Requirement: Could you convert every item below into a two-column CSV with the columns "prompt" and "points", one row per item, with each item's text and its answer in separate quoted fields and any line breaks replaced by spaces?

Entries shown:
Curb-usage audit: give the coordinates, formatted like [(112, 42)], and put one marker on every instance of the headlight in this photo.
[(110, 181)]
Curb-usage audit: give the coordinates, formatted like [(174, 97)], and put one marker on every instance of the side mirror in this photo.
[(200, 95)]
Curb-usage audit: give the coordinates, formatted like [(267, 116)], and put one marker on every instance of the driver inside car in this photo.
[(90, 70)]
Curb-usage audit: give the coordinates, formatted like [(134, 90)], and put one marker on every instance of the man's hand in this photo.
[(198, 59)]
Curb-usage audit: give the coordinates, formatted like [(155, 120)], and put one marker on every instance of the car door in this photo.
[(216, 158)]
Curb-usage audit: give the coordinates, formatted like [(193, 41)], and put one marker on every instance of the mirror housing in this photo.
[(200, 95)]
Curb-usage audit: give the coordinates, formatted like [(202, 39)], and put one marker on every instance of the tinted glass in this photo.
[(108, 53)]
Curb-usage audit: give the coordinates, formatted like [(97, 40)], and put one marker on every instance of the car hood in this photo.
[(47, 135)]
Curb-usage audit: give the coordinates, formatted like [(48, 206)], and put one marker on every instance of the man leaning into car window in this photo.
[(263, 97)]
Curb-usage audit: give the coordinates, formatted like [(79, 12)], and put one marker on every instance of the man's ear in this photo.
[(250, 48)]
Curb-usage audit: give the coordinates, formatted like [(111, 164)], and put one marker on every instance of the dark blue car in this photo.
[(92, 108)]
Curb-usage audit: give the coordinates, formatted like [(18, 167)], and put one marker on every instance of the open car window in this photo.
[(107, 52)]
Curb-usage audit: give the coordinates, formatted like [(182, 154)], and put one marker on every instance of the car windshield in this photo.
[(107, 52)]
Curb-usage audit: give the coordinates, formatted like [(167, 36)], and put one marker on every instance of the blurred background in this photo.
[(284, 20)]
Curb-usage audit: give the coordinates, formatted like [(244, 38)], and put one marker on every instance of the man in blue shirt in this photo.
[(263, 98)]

Response for this exercise:
prompt,points
"Curb-usage audit: give the coordinates, formatted like [(112, 42)], and put one marker on every instance of the headlight in this photo.","[(110, 181)]"
"Curb-usage audit: give the coordinates, formatted like [(174, 97)], and put one marker on every instance of the side mirror in this photo.","[(200, 95)]"
"Curb-usage audit: give the coordinates, formatted like [(267, 116)], and put one marker on every instance of the driver inside car in this photo.","[(90, 70)]"
"Curb-usage audit: give the coordinates, formatted like [(134, 90)], and put one marker on every instance of the man's hand in this photo.","[(198, 59)]"
"Curb-usage audit: give the coordinates, formatted like [(155, 120)], and put one marker on every instance of the car door in this photo.","[(216, 158)]"
"Curb-usage audit: give the coordinates, formatted like [(193, 41)], and put one marker on every instance of the mirror housing in this photo.","[(200, 95)]"
"Curb-usage audit: give the coordinates, formatted like [(202, 39)], and put one marker on every instance of the tinted glass in this photo.","[(108, 53)]"
"Curb-usage audit: give the coordinates, formatted like [(97, 40)], and put one marker on every instance of the car hood in this photo.","[(47, 135)]"
"Curb-usage audit: give the coordinates, formatted like [(48, 206)], and put one marker on every instance of the man leaning into car window in this photo.","[(263, 97)]"
"Curb-usage audit: give the coordinates, formatted like [(79, 12)], and put one marker on every instance of the man's ear in this photo.","[(250, 48)]"
"Curb-usage audit: give the coordinates, formatted like [(111, 164)], and put one marker on every instance of the dark blue car in this photo.","[(92, 108)]"
"Curb-usage audit: give the coordinates, formatted like [(18, 167)], and put one marker on every instance of the open car window in this photo.","[(107, 52)]"
"Curb-usage audit: give the coordinates, formatted like [(182, 154)], and put one marker on every instance of the car windshield in this photo.","[(107, 52)]"
"Curb-usage audit: give the coordinates, formatted like [(167, 36)], and put one marker on every instance of the blurred background in this photo.","[(284, 20)]"
"Curb-usage audit: give the coordinates, formatted like [(244, 38)], and put one marker on every instance of the man in blue shirt in this photo.","[(263, 98)]"